Format every line of the records below as a numbered list, skipping blank lines. Leave the pictures out of the list.
--- Data listing ---
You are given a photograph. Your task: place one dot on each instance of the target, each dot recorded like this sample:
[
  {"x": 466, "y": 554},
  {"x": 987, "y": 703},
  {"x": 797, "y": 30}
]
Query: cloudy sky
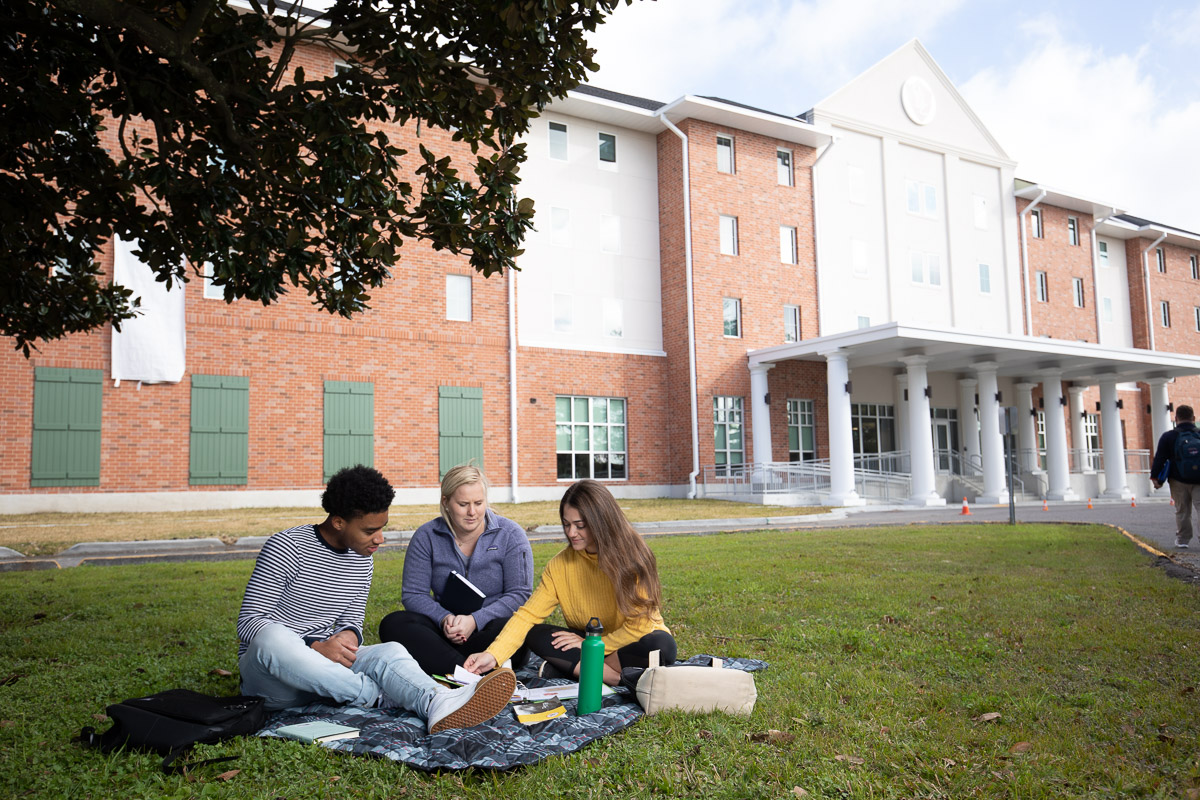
[{"x": 1096, "y": 98}]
---
• _Output of the task_
1. You are given a photograph. Your task: place one dot on each instance of the target, each dot recorded like this sample:
2. [
3.   {"x": 466, "y": 554},
4.   {"x": 987, "y": 703},
5.   {"x": 797, "y": 30}
6. ]
7. Query: cloudy sky
8. [{"x": 1096, "y": 98}]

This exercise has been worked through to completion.